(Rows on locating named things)
──────────────────────────────
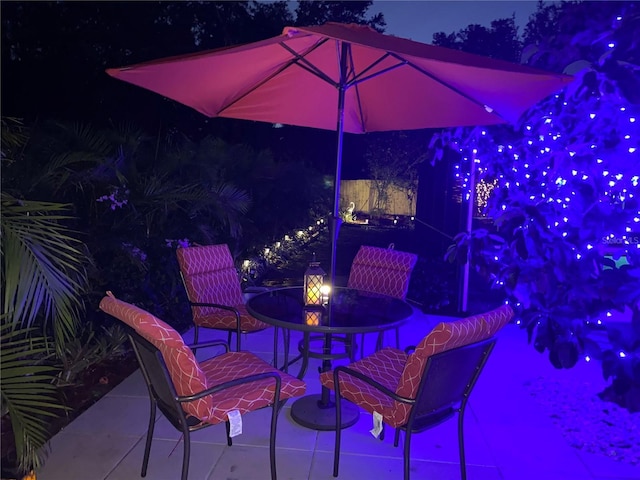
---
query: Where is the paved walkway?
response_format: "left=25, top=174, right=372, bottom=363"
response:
left=38, top=313, right=640, bottom=480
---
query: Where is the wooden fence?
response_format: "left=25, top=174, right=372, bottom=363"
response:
left=340, top=180, right=417, bottom=216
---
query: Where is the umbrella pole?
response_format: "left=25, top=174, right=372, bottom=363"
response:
left=460, top=148, right=476, bottom=313
left=329, top=42, right=350, bottom=287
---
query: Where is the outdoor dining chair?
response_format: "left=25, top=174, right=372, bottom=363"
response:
left=100, top=292, right=306, bottom=480
left=347, top=245, right=418, bottom=359
left=320, top=305, right=513, bottom=480
left=176, top=244, right=289, bottom=365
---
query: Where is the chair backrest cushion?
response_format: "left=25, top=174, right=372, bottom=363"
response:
left=176, top=244, right=244, bottom=323
left=394, top=305, right=513, bottom=424
left=347, top=245, right=418, bottom=300
left=100, top=292, right=213, bottom=419
left=480, top=305, right=513, bottom=337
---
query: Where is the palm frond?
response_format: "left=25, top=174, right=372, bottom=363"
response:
left=0, top=315, right=65, bottom=471
left=1, top=192, right=86, bottom=338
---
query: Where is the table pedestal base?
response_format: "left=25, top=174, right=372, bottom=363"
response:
left=291, top=394, right=360, bottom=430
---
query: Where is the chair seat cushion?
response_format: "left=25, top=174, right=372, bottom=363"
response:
left=199, top=304, right=270, bottom=332
left=200, top=352, right=306, bottom=423
left=320, top=348, right=408, bottom=426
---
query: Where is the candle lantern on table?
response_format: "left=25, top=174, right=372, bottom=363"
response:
left=304, top=255, right=325, bottom=306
──────────────────────────────
### INSTRUCTIONS FOR THE TASK
Give the rows from the start through the line containing "left=340, top=180, right=417, bottom=216", inclusive, as a two-column CSV with the headers wording and location. Each row becomes one CSV line, with its wording and its answer each in a single quoted field, line breaks turned into spaces, and the pictures left out.

### RESPONSE TO THIS EXERCISE
wording,location
"--- query: Where is the paved walkway? response_format: ""left=25, top=174, right=372, bottom=363"" response:","left=38, top=313, right=640, bottom=480"
"--- query: Where is the wooden fence? response_format: ""left=25, top=174, right=372, bottom=363"" response:","left=340, top=180, right=417, bottom=216"